• Prompt: Copy all of the records below word for word, leaving out the pictures.

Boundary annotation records
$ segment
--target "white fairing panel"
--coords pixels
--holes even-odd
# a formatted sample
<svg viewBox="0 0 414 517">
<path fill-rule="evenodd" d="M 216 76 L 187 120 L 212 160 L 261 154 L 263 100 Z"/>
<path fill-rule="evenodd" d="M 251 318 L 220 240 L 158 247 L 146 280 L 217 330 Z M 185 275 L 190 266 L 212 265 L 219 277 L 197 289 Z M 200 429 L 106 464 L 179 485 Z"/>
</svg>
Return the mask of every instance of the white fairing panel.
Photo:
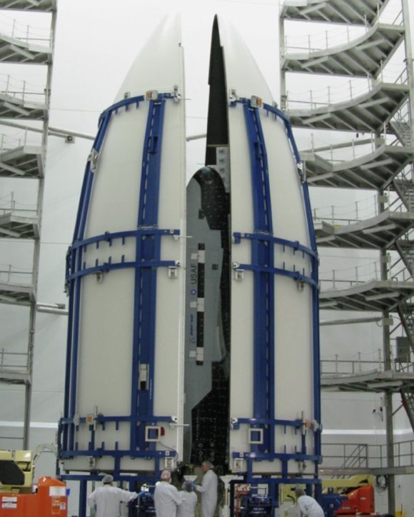
<svg viewBox="0 0 414 517">
<path fill-rule="evenodd" d="M 183 49 L 177 16 L 167 17 L 148 41 L 122 83 L 114 104 L 154 90 L 158 94 L 178 91 L 184 96 Z M 150 102 L 144 101 L 138 107 L 132 104 L 111 115 L 94 172 L 84 239 L 137 229 L 149 106 Z M 165 103 L 161 156 L 158 228 L 179 230 L 183 236 L 186 188 L 183 100 L 168 99 Z M 161 260 L 183 264 L 184 244 L 182 238 L 162 237 Z M 99 264 L 133 262 L 136 254 L 135 239 L 127 238 L 123 243 L 118 239 L 106 246 L 101 244 L 99 248 L 89 246 L 83 258 L 86 267 L 94 267 L 97 261 Z M 175 278 L 169 277 L 168 268 L 157 268 L 155 369 L 153 385 L 150 387 L 153 393 L 153 414 L 176 417 L 178 421 L 182 418 L 183 277 L 179 267 Z M 128 416 L 131 414 L 134 390 L 132 368 L 137 367 L 132 364 L 135 270 L 111 270 L 99 280 L 91 274 L 82 281 L 76 413 L 81 416 L 96 413 Z M 150 303 L 150 294 L 142 293 L 143 303 Z M 166 450 L 166 446 L 181 456 L 182 428 L 173 428 L 165 423 L 155 425 L 165 428 L 163 445 L 157 442 L 156 449 Z M 98 426 L 96 447 L 104 443 L 106 450 L 129 450 L 130 428 L 128 421 L 119 424 L 118 428 L 113 423 L 105 428 Z M 79 450 L 88 449 L 90 436 L 88 426 L 79 426 L 75 436 Z M 96 461 L 96 468 L 113 468 L 111 456 Z M 89 469 L 87 463 L 86 458 L 77 457 L 66 461 L 64 468 Z M 121 471 L 153 468 L 152 461 L 143 458 L 126 456 L 121 462 Z"/>
<path fill-rule="evenodd" d="M 218 18 L 220 41 L 223 48 L 226 81 L 229 94 L 251 99 L 257 96 L 273 105 L 269 89 L 250 51 L 231 24 Z M 231 92 L 231 91 L 233 91 Z M 273 237 L 298 241 L 310 248 L 309 230 L 303 198 L 302 186 L 290 141 L 283 123 L 274 116 L 260 112 L 268 165 L 269 193 L 271 203 Z M 254 233 L 251 156 L 246 123 L 241 104 L 228 108 L 229 147 L 231 186 L 231 234 Z M 274 267 L 303 271 L 311 276 L 308 256 L 293 252 L 291 248 L 274 245 Z M 233 244 L 231 263 L 251 264 L 251 244 L 241 239 Z M 274 275 L 275 328 L 275 418 L 300 420 L 313 415 L 313 362 L 311 290 L 305 285 L 298 288 L 292 278 Z M 245 271 L 243 280 L 231 281 L 231 372 L 230 417 L 253 418 L 254 414 L 253 373 L 253 273 Z M 240 423 L 230 431 L 231 466 L 233 453 L 249 453 L 250 423 Z M 293 428 L 277 426 L 275 453 L 294 453 L 301 446 L 301 433 Z M 312 435 L 307 435 L 308 451 L 312 451 Z M 291 461 L 289 472 L 298 468 Z M 244 470 L 246 464 L 234 467 Z M 240 466 L 240 463 L 239 463 Z M 231 468 L 232 468 L 231 466 Z M 261 461 L 253 471 L 280 472 L 281 463 Z"/>
</svg>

• Finished exercise:
$ segment
--target "white fairing panel"
--coords pixels
--holes even-odd
# a formatted sample
<svg viewBox="0 0 414 517">
<path fill-rule="evenodd" d="M 216 76 L 187 120 L 212 160 L 261 154 L 263 100 Z"/>
<path fill-rule="evenodd" d="M 251 318 L 220 240 L 158 247 L 146 280 L 217 330 Z M 185 275 L 190 266 L 212 265 L 219 277 L 197 289 Z M 200 429 L 106 464 L 179 485 Z"/>
</svg>
Return the mask of every instance of the white fairing panel.
Photo:
<svg viewBox="0 0 414 517">
<path fill-rule="evenodd" d="M 183 49 L 177 16 L 167 17 L 148 41 L 122 83 L 114 104 L 154 90 L 158 94 L 178 91 L 184 96 Z M 150 102 L 144 101 L 138 107 L 132 104 L 111 115 L 94 172 L 84 239 L 137 229 L 149 106 Z M 165 103 L 161 156 L 158 228 L 179 230 L 183 236 L 186 188 L 183 100 L 168 99 Z M 161 260 L 183 264 L 184 244 L 182 238 L 162 237 Z M 99 264 L 133 262 L 136 254 L 135 239 L 127 238 L 123 243 L 118 239 L 106 246 L 101 244 L 99 248 L 89 246 L 83 258 L 86 267 L 94 267 L 97 261 Z M 175 278 L 169 277 L 168 268 L 157 268 L 155 369 L 153 385 L 150 387 L 153 393 L 153 414 L 176 417 L 178 421 L 182 418 L 183 277 L 179 267 Z M 128 416 L 131 414 L 134 390 L 132 368 L 137 367 L 132 364 L 135 270 L 111 270 L 99 280 L 91 274 L 82 281 L 76 413 L 81 416 L 96 413 Z M 150 303 L 150 294 L 142 293 L 143 303 Z M 166 450 L 166 446 L 181 456 L 182 428 L 173 428 L 165 423 L 155 425 L 165 428 L 163 445 L 157 442 L 156 449 Z M 98 426 L 96 447 L 104 443 L 106 450 L 129 450 L 130 428 L 128 421 L 119 424 L 118 428 L 113 423 L 105 428 Z M 79 450 L 88 449 L 90 436 L 88 426 L 79 426 L 75 436 Z M 96 461 L 96 468 L 113 468 L 111 456 Z M 89 469 L 87 463 L 86 458 L 77 457 L 66 461 L 64 468 Z M 121 471 L 153 468 L 152 461 L 143 458 L 126 456 L 121 462 Z"/>
<path fill-rule="evenodd" d="M 218 18 L 220 41 L 223 48 L 226 81 L 229 94 L 251 99 L 257 96 L 273 105 L 269 89 L 250 51 L 231 24 Z M 231 92 L 231 91 L 233 91 Z M 273 237 L 298 241 L 310 248 L 309 230 L 303 198 L 302 186 L 290 141 L 283 123 L 274 116 L 260 112 L 268 165 L 269 193 L 271 203 Z M 254 233 L 251 156 L 246 123 L 241 104 L 228 108 L 229 147 L 231 186 L 231 234 Z M 274 267 L 303 271 L 311 276 L 308 256 L 293 252 L 291 248 L 274 245 Z M 233 244 L 231 263 L 251 264 L 251 244 L 241 239 Z M 274 275 L 275 328 L 275 418 L 300 420 L 313 415 L 313 362 L 311 290 L 305 285 L 298 288 L 292 278 Z M 245 271 L 243 280 L 231 281 L 231 372 L 230 417 L 253 418 L 254 414 L 253 373 L 253 273 Z M 240 423 L 230 431 L 231 466 L 233 453 L 249 453 L 250 423 Z M 293 428 L 277 426 L 275 453 L 294 453 L 301 446 L 301 433 Z M 312 435 L 307 435 L 308 451 L 312 451 Z M 291 461 L 289 472 L 298 468 Z M 244 470 L 246 464 L 234 467 Z M 240 466 L 240 463 L 239 463 Z M 231 468 L 232 468 L 231 466 Z M 261 461 L 253 471 L 280 472 L 281 463 Z"/>
</svg>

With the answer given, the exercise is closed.